━━━ Textauszug
Ich finde das Handy - im Speziellen das
Smartphone - birgt neben den ganzen Vorteilen
die ein mobiles Allzweckgerät unbestreitbar hat
auch einige Gefahren.
Immer und überall erreichbar zu sein ist ja erst
die Spitze des Eisberges, hat aber mit der Zeit
eine derartige Intensivierung durch Apps wie FB,
WhatsApp und Co. erreicht, dass es nicht mehr
bloß um das erreichbar sein geht, sondern schon
um den gesellschaftlich weit verbreiteten Zwang
den Informationsfluss umzukehren und
demjenigen der etwas erfragen können wollen
würde zuvorzukommen, indem alles Erlebte - sei
es noch so unwichtig - pauschal gepostet, geteilt
und getwittert wird...
Der neueste Trend, der den klingenden Namen
"Selfie" trägt, reiht sich ja nahtlos an die
Praktiken der "freiwilligen" Auflockerung der
Privatsphäre an.
━━━━━━
━━━ Material
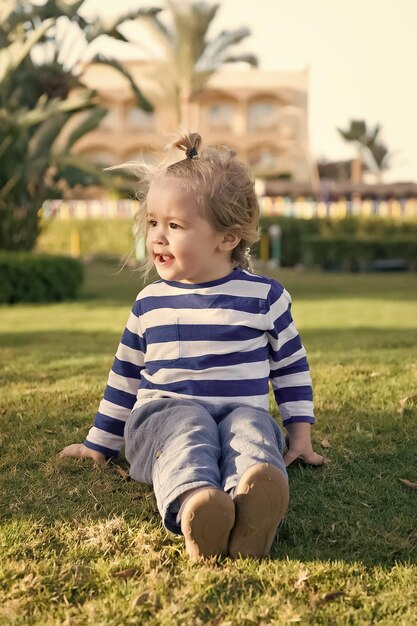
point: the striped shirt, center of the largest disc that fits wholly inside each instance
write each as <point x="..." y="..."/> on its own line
<point x="220" y="342"/>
━━━━━━
**Aufgaben**
a – Beantworte zum Textauszug über das Smartphone diese Fragen:
(i) Was gilt dort als die Spitze des Eisberges?
(ii) Welche Apps nennt der Textauszug als Beispiele?
(iii) Welchen Namen trägt der neueste Trend?
b – Schreib aus dem Textauszug über das Smartphone den Abschnitt von „Immer und überall“ bis „und getwittert wird...“ wortgetreu ab.
c – Führe den Textauszug über das Smartphone im Anschluss an seinen letzten Satz weiter.

**Lösungen je Aufgabe**
a –
(i) Immer und überall erreichbar zu sein.
(ii) FB, WhatsApp und Co.
(iii) „Selfie“.

b –
Immer und überall erreichbar zu sein ist ja erst
die Spitze des Eisberges, hat aber mit der Zeit
eine derartige Intensivierung durch Apps wie FB,
WhatsApp und Co. erreicht, dass es nicht mehr
bloß um das erreichbar sein geht, sondern schon
um den gesellschaftlich weit verbreiteten Zwang
den Informationsfluss umzukehren und
demjenigen der etwas erfragen können wollen
würde zuvorzukommen, indem alles Erlebte - sei
es noch so unwichtig - pauschal gepostet, geteilt
und getwittert wird...

c –
Ich bin gespannt was als nächstes kommt :)


Hans Müller (19.01.2014)

Interessante Handy-Philosophie - mit Einblicken in die Abgründe moderner Verhaltensmuster. Manche Sätze sind mir anfangs etwas zu lang und umständlich geraten, auch wenn dadurch die Kurzsätze gegen Ende des zweiten Absatzes desto knackiger wirken. Der Schluss könnte einen Deut pointierter sein, statt bereits Gesagtes zu wiederholen. Gerne "grün" gibt

Wolfgang Reuter (18.01.2014)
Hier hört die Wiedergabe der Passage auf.